Dataset items
○ ○ ○ ○

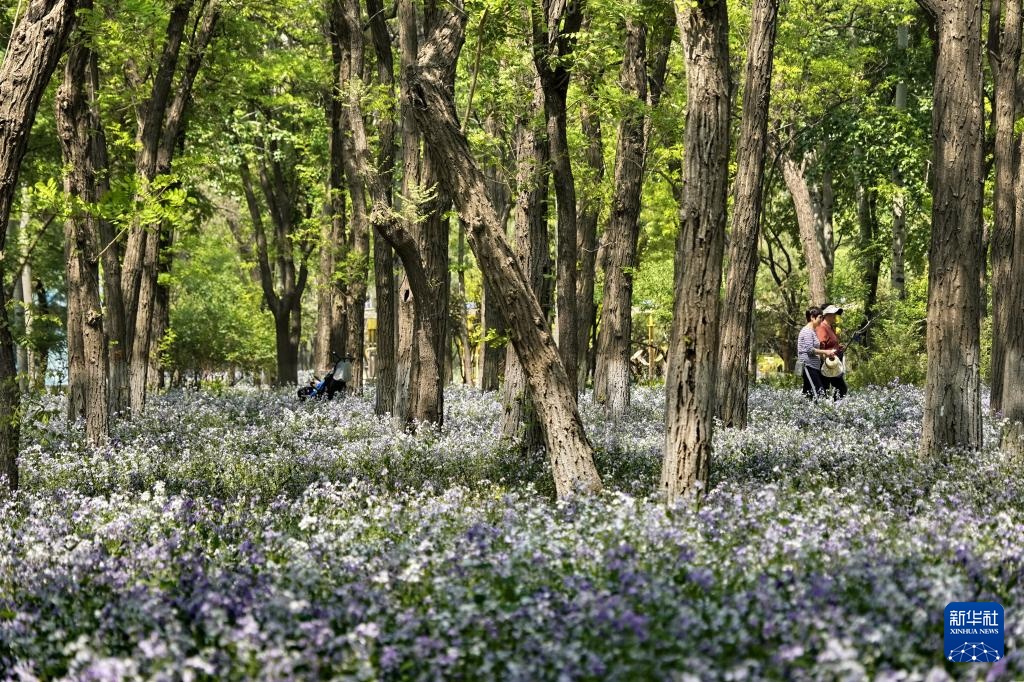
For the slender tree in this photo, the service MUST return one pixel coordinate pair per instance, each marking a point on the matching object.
(77, 127)
(1005, 57)
(36, 45)
(383, 254)
(611, 376)
(1013, 369)
(693, 350)
(530, 217)
(952, 387)
(738, 309)
(554, 397)
(555, 26)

○ ○ ○ ○

Could you write out these lines again with "slender tree" swapped for "thin tree" and nothing else altered? Leave the picture out of your answer.

• **Completed exercise**
For the thin tree in this photo, the service MUST return one pixel coordinate pair per instance, each marking a point on the matching object.
(77, 127)
(1005, 57)
(36, 45)
(383, 254)
(611, 376)
(1013, 369)
(693, 350)
(530, 217)
(952, 387)
(738, 309)
(554, 397)
(555, 26)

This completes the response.